=== Dataset excerpts ===
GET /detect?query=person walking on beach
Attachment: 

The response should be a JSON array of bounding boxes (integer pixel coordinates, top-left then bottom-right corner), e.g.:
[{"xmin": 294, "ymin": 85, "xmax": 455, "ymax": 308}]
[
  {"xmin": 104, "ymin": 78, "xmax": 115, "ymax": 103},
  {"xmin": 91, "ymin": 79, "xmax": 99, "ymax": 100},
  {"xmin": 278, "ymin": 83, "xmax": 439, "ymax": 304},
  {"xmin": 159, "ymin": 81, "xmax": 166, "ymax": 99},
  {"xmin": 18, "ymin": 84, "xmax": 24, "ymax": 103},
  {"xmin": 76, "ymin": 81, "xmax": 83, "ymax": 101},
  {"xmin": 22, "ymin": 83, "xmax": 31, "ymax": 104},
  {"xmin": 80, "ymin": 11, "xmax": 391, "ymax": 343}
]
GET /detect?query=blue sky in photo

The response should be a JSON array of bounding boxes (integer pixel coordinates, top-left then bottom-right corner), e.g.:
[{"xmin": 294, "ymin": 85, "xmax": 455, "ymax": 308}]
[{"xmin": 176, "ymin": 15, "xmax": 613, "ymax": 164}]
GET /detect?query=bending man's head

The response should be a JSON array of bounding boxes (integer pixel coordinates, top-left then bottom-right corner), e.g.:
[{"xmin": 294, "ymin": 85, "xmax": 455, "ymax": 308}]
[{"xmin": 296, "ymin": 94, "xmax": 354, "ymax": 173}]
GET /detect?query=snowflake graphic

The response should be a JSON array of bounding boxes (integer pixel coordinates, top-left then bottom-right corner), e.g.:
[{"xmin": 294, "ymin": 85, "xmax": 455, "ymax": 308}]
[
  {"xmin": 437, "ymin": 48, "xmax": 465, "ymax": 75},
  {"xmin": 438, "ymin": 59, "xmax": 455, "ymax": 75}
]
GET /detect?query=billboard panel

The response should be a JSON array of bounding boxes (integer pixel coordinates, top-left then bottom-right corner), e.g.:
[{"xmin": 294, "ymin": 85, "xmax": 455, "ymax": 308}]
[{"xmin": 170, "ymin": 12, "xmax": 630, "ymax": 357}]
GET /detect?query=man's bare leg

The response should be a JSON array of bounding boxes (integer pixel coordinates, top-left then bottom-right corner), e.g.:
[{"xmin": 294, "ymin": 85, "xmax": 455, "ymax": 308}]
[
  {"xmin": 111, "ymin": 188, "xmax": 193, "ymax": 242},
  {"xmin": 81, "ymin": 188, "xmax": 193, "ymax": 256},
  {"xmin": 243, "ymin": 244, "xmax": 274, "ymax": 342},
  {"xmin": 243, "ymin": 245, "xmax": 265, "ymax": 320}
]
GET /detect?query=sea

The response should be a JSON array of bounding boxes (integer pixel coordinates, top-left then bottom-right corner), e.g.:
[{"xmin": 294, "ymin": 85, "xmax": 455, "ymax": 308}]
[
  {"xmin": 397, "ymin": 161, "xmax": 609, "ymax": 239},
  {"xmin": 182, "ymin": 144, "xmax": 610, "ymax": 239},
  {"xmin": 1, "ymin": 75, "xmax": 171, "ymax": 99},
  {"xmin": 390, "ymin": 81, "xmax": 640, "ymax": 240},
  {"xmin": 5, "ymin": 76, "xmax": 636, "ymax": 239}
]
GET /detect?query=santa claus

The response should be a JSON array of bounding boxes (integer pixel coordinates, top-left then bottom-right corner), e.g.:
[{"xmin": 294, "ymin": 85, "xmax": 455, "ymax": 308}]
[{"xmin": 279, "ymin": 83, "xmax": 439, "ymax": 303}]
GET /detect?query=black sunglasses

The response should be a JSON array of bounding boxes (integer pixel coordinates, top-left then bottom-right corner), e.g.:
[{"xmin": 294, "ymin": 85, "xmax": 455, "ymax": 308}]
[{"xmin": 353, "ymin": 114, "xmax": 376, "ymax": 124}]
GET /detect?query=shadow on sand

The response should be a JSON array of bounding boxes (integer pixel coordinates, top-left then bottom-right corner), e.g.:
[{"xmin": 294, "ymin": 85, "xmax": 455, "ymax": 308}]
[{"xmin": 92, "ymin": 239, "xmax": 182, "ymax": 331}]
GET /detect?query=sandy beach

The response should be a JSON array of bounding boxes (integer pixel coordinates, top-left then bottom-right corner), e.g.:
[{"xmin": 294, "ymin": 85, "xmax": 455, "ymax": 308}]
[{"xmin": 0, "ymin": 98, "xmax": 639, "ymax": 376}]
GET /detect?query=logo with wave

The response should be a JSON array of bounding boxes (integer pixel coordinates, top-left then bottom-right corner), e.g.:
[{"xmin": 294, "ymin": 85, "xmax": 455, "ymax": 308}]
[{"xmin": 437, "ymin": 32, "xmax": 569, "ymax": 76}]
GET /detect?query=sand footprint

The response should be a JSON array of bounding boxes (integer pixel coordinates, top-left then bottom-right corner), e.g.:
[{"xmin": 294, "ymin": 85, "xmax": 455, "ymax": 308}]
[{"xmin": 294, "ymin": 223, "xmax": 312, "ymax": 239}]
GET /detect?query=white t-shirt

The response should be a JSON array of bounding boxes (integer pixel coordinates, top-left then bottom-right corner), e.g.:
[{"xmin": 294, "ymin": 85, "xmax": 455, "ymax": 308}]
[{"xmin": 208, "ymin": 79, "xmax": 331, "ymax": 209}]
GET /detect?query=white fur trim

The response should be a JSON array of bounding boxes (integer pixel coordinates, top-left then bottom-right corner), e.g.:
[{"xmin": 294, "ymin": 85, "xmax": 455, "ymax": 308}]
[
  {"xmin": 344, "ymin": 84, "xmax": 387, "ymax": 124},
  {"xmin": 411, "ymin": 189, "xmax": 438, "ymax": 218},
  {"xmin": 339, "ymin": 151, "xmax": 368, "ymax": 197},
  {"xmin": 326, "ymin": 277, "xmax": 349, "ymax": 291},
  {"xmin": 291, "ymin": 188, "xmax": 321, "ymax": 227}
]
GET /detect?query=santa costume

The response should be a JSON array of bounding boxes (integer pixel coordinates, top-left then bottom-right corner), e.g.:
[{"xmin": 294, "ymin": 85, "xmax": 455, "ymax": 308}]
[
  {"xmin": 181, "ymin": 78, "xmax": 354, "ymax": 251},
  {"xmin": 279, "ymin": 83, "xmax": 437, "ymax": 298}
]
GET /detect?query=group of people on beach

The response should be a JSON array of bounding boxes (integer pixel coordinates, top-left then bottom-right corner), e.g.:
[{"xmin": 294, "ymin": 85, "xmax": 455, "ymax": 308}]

* * *

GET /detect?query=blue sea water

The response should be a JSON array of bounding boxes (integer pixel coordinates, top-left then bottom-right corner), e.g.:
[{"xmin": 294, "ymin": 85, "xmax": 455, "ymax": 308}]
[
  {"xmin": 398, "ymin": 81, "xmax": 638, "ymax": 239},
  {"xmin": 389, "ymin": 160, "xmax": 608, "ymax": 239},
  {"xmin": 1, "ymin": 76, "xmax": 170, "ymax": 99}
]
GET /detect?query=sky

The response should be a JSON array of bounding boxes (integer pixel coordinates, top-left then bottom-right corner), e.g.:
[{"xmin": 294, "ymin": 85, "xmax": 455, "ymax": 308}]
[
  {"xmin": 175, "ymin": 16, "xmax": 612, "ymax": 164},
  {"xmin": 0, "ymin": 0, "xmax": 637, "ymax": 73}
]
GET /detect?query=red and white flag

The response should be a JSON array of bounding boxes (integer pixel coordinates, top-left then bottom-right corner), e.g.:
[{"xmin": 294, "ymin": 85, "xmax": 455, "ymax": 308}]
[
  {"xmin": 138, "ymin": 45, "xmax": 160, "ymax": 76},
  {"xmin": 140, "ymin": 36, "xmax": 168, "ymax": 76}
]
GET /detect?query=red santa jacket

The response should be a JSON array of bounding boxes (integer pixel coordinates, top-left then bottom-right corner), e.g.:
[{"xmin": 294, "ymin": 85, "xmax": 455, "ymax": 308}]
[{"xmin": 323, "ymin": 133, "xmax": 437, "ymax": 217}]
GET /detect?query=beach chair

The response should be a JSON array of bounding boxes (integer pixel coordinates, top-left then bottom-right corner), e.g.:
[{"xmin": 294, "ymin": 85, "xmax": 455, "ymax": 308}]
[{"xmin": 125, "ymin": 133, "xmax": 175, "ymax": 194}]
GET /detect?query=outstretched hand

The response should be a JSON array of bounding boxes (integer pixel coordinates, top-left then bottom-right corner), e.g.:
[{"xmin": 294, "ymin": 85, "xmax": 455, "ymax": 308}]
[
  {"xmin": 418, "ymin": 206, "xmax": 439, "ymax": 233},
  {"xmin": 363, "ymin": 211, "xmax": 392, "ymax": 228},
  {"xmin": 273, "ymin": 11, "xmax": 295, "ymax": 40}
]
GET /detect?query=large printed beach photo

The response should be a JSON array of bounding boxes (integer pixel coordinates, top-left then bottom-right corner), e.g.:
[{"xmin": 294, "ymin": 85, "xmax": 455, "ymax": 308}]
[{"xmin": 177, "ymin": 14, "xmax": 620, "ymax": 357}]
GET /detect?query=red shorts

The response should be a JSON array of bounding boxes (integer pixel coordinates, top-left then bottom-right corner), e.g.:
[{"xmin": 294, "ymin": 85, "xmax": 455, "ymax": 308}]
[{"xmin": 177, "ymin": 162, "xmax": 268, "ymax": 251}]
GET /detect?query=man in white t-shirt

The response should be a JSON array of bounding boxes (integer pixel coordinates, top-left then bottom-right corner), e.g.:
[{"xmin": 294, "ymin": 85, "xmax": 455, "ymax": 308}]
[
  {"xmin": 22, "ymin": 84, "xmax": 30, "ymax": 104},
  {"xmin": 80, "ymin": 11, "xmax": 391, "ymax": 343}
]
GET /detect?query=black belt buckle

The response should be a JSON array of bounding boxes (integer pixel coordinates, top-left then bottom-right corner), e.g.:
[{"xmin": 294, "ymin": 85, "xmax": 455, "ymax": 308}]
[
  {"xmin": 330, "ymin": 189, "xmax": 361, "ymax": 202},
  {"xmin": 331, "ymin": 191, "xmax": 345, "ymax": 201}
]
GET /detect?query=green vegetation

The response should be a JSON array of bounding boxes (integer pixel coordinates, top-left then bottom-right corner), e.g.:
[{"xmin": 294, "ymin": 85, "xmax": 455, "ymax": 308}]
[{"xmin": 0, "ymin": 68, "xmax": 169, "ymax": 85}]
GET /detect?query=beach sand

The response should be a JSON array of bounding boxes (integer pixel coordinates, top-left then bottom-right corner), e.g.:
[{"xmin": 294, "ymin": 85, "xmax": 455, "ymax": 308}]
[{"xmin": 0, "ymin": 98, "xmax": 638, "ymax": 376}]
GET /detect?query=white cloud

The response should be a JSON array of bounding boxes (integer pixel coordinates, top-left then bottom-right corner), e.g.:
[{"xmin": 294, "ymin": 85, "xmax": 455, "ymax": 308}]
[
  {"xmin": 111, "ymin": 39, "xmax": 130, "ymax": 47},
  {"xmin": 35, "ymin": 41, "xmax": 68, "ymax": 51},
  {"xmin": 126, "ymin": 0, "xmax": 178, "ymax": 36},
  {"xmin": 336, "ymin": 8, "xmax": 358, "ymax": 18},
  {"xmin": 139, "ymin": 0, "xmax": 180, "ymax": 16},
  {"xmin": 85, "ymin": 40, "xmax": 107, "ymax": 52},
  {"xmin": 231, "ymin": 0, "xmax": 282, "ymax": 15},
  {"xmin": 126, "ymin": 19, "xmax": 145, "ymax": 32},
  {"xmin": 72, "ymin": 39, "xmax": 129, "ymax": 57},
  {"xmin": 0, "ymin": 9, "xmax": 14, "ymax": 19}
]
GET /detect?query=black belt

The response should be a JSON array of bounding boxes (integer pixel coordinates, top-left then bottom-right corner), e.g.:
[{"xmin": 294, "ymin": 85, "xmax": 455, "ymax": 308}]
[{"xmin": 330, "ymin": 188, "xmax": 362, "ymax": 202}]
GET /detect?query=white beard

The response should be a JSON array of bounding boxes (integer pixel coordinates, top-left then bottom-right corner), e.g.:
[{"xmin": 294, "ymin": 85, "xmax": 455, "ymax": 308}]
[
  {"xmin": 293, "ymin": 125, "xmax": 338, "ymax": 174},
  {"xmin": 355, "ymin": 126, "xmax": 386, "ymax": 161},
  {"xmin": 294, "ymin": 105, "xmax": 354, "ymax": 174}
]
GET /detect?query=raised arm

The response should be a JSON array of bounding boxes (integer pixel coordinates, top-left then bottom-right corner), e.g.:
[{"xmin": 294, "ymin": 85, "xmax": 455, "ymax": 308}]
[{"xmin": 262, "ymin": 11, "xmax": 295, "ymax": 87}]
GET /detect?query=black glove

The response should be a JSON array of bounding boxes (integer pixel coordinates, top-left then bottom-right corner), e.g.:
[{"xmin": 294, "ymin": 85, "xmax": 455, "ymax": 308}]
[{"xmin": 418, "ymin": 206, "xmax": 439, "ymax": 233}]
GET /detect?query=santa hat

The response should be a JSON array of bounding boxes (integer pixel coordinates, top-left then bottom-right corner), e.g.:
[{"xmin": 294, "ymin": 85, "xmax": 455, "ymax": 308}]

=== Try it ===
Which lines of the entries above contain the word "santa"? Copy each of them.

=== Reply to the task ===
GET /detect?query=santa claus
GET /detect?query=santa costume
GET /detect?query=red santa jacket
GET /detect?query=santa hat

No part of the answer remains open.